ANOTHER 84 beds are in the pipeline for University Hospital Limerick (UHL), along with funds for staffing all beds currently in the pipeline, Health Minster Stephen Donnelly confirmed on a visit to Limerick this week.
The Minister was on Shannonside officially open a new €31million 50-bed unit at St Camillus Nursing Home.
Speaking at the launch, the Minister said that “Limerick had not had the level of investment it needed in 15 years. We have added 118 beds to UHL and about another 200 under construction. We will have almost doubled the number of beds in UHL”.
Giving a timeline for the new beds, Minister Donnelly said that UHL has gone from 400 beds to 800 beds, with 118 already in, another 32 being built in modular design which will be open in the net few weeks, a new 96-bed block due by June. and a second 96-bed block due to be delivered at the end of 2026.
“But we’re not stopping there – our bed plan has another 84 beds after that, and we’re staffing all of that up,” he told reporters at the launch.
“When all of that is delivered, the Mid West will have the second highest level of beds of any region.
“Together with the hiring and reforms that are being pushed by the new management team, I believe in 2025 we are going to see the kind of changes that the Mid West has been owed for a long time.”

**ENTRIES SHOWN:**

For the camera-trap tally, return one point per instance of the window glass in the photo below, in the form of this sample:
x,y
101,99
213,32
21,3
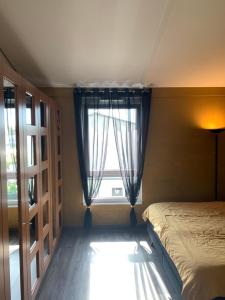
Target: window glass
x,y
29,109
111,188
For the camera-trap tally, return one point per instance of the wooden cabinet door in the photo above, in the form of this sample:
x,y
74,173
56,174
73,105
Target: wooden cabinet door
x,y
11,202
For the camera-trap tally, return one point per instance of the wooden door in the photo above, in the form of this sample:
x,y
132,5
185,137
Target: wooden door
x,y
2,279
11,208
37,185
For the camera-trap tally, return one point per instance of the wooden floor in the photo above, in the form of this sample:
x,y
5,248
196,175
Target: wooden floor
x,y
106,265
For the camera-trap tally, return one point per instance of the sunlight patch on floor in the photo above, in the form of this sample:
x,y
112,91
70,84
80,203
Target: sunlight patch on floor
x,y
124,270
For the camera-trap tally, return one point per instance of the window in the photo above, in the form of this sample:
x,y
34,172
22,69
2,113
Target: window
x,y
111,190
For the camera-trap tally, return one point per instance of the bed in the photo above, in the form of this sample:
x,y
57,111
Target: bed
x,y
190,238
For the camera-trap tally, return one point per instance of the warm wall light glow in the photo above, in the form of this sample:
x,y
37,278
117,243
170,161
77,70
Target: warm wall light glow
x,y
211,118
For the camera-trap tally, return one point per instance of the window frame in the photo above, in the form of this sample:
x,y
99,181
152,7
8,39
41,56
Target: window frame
x,y
114,174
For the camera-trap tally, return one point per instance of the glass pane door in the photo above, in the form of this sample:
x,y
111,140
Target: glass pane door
x,y
12,188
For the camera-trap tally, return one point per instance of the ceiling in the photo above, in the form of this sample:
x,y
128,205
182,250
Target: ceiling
x,y
113,42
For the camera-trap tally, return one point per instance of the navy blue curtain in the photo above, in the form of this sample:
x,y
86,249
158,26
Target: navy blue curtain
x,y
130,110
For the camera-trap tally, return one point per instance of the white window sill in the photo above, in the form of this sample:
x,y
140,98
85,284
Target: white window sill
x,y
111,201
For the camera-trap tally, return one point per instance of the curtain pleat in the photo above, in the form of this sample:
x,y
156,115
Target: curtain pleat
x,y
92,140
131,141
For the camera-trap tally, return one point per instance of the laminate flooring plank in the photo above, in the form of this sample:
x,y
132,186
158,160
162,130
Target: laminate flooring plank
x,y
106,265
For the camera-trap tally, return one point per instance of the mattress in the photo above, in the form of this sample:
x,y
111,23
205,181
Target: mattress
x,y
193,234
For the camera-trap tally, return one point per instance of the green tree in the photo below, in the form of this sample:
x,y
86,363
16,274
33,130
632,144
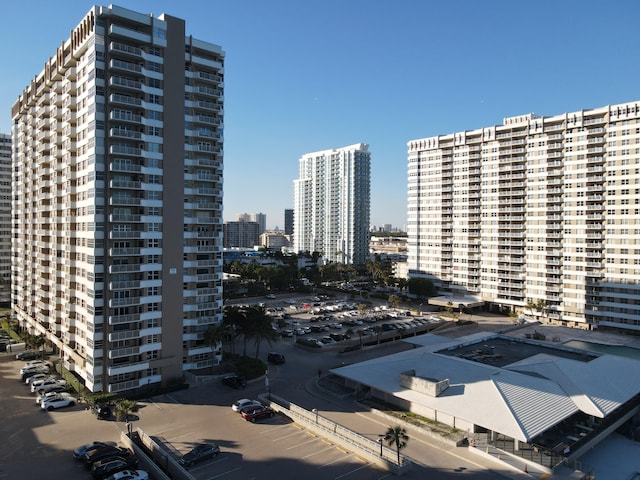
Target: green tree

**ASSIGNED TASK A:** For each statement, say yes or no according to the article on Limerick hospital beds, and quote the words that decide it: (i) The new unit at St Camillus Nursing Home has 50 beds. (ii) The second 96-bed block is due by June. (iii) The Minister said Limerick had received the investment it needed over the past 15 years.
**ASSIGNED TASK B:** According to the article on Limerick hospital beds, what level of beds will the Mid West have once everything is delivered?
**ASSIGNED TASK C:** Please pick up the article on Limerick hospital beds after its last sentence and continue it.
The rows are separate material, unrelated to the article on Limerick hospital beds.

**REPLY A:**
(i) Yes: "a new €31million 50-bed unit at St Camillus Nursing Home"
(ii) No: "a second 96-bed block due to be delivered at the end of 2026"
(iii) No: "Limerick had not had the level of investment it needed in 15 years"

**REPLY B:** It will have the second highest level of beds of any region.

**REPLY C:**
Asked about the uptake by consultants on the new public-only contracts, HSE CEO Bernard Gloster, who was also at the St Camillus launch, said that out of 240 consultants at UHL, 102 have signed the public-only contract.
Mr Gloster said the HSE is making contracts sufficiently attractive and competitive to drawing medical staff here.
“When they (consultants) have fulfilled their public commitment in UHL, they will be free to work in a private hospital due to open in Limerick in June,” he said.
Mr Gloster said that “the configuration of acute health care in the Mid West will change dramatically from next summer”.
When asked by the Limerick Post, Mr Gloster said that he could not comment on ongoing disciplinary investigations against members of UHL staff following the death of Shannon teenager Aoife Johnston.
“I can say little about that. There are processes ongoing, they involve a number of individuals. It is important to say there is no finding against anyone at this time, but there are significant investigations going on under the HSE disciplinary procedures.”